** Work to be completed **
Extend the interview with Ian Wilmut below, picking up right after its final sentence.

** Source text **
——————
Ian Wilmut: You can make comparisons between the pigs that are here now in 1998, with ones which were there in say 1958. It lets you measure of whether or not there is genetic progress. Whether the pigs really are different as a result of all the selection, or whether all you're doing is feeding them better and that's the reason why they perform better.
You can also use it as a healthier way of importing genes. You might like to import some pigs from Britain. One of the healthiest ways to do that is to collect semen from a boar to freeze it. You can study the boar to make sure that he doesn't show any infections over as long an incubation period as you wish, and then ship the semen to the United States. It's cheap and safe, from a health point of view.
Were you caught up in the excitement of the genetics field?
Ian Wilmut: Actually, not at all, no. My interest was still very much in the gametes and the embryos. And I had a different fortunate opportunity. My wife and I were hoping to work overseas. The particular post we applied for, we were successful, but the money wasn't available for a number of months, and we weren't able to bridge that financial gap. We were offered the post in Cambridge and stayed. It was during that period that we produced the first calf from a frozen embryo, applying the same sorts of things I'd learned with boar sperm. That laid the foundations for a different agricultural application, and also a medical one, because the procedures we followed in 1973 are essentially the same ones used to freeze human embryos as part of fertility treatment programs.
What did you call the calf?
Ian Wilmut: Frosty. Chris Polge had been involved a number of years earlier in producing the first calf from a frozen semen, using his new freezing technologies. His calf was Frosty One and mine was Frosty Two.
What was the big discovery there?
Ian Wilmut: Until then, almost all of the freezing had been done with single cells. Embryos are already small groups of cells, beginning to function together, and quite a lot larger. The volume of an embryo would be I guess a hundred times the volume of a typical cell. It's by far the largest cell in the body. And things get that much more difficult if you're working with bigger cells. So people had not previously been able to work with embryos.
So it was exciting from a cryobiology point of view, and also from an agricultural point of view. Even in human patients when you're trying to just produce one child, there is this occasional response which can produce up to seven or eight fetuses. Extraordinary variability in the response to the same treatment. The same thing happens in all mammals. Now, what this means if you're wanting to do a transfer from one animal into another is that you get no embryos, or 30, and before we had freezing you needed to put them into another animal that day, within a few hours.
——————
** Point localization data **
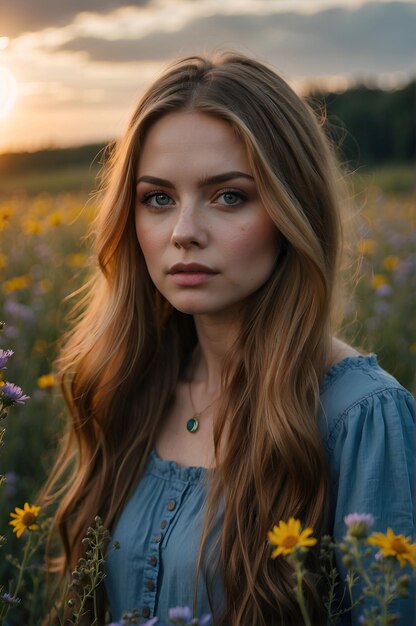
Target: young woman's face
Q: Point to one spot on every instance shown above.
(207, 240)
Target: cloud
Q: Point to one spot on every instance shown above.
(19, 16)
(373, 38)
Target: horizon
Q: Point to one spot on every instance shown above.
(88, 68)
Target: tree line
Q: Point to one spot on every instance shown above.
(369, 126)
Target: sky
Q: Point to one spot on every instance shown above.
(71, 71)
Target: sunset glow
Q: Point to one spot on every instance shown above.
(8, 91)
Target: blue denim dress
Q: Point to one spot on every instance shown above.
(367, 422)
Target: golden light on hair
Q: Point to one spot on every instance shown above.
(8, 91)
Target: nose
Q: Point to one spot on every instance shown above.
(189, 229)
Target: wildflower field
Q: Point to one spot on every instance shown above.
(44, 257)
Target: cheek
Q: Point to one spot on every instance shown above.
(256, 243)
(148, 240)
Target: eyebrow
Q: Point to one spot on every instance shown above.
(205, 182)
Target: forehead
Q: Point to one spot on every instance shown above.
(192, 139)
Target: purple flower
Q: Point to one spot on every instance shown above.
(13, 394)
(4, 357)
(9, 599)
(384, 291)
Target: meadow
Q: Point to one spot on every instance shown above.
(45, 257)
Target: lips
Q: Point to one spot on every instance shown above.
(191, 275)
(191, 268)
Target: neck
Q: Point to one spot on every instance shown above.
(215, 338)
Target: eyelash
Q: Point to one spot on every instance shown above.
(152, 194)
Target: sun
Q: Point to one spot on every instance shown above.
(8, 91)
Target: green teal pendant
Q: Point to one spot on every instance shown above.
(192, 425)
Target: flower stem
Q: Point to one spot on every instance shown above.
(22, 567)
(299, 594)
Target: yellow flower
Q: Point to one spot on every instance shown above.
(397, 546)
(391, 262)
(32, 227)
(366, 246)
(288, 537)
(47, 380)
(45, 285)
(56, 218)
(378, 280)
(24, 519)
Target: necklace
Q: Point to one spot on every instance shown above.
(192, 424)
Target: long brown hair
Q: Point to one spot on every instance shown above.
(122, 361)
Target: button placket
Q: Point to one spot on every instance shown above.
(151, 570)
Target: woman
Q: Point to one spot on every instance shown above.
(208, 394)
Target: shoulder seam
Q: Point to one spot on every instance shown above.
(331, 435)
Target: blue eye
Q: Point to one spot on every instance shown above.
(232, 198)
(157, 199)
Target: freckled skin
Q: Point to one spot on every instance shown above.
(223, 225)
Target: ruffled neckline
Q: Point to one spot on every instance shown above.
(348, 363)
(170, 469)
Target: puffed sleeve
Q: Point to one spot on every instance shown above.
(371, 450)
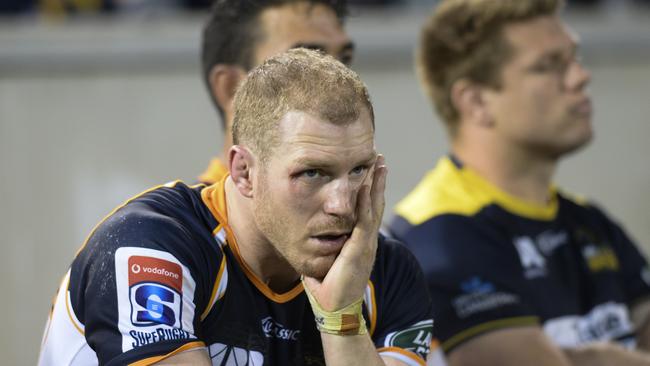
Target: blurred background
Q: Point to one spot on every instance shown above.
(100, 100)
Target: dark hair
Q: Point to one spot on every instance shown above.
(232, 32)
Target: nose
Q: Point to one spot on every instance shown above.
(578, 77)
(340, 198)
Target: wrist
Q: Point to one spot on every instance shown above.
(345, 321)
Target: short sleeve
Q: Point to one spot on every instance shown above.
(137, 288)
(474, 284)
(404, 321)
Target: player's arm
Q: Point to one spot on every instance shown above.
(346, 280)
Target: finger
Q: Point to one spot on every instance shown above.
(378, 188)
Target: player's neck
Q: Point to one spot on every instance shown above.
(519, 173)
(227, 143)
(254, 248)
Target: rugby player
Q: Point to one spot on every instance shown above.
(520, 272)
(280, 263)
(242, 34)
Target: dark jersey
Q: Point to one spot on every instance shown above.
(163, 274)
(493, 261)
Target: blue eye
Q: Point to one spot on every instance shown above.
(358, 170)
(311, 173)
——————
** Your response **
From a commercial point of view it was very difficult. If you knew that somebody was bringing in a particularly valuable cow, did you arrange four recipients, five recipients, 20? How many? Once the techniques were refined, it was possible to arrange, let's say six recipients, which is probably the typical figure of eggs that you recover, and to store any that were recovered above that. So it's had a quite significant impact in animal breeding through embryo transfer.
Were there a lot of failures before the technique was perfected?
Ian Wilmut: It was actually the other way around. The two calves that we had were from very early on in the research. And then we spent a period wondering why we couldn't do it again. Actually, the refinement of the technique was left to a successor of mine, Steve Willitsen, a Dane who has made a number of important contributions to embryo research.
Following the experience with the freezing technique, was there a clear path to the next step?
Ian Wilmut: It was one of a small number of opportunities. There was an institute in Edinburgh which was associated with animal genetics. I knew that the physiology techniques I was associated with could contribute to genetic research. That's the reason we went up to Edinburgh in 1973 and have been there ever since.
When you got there, was your intuition confirmed, that this was the right place to be?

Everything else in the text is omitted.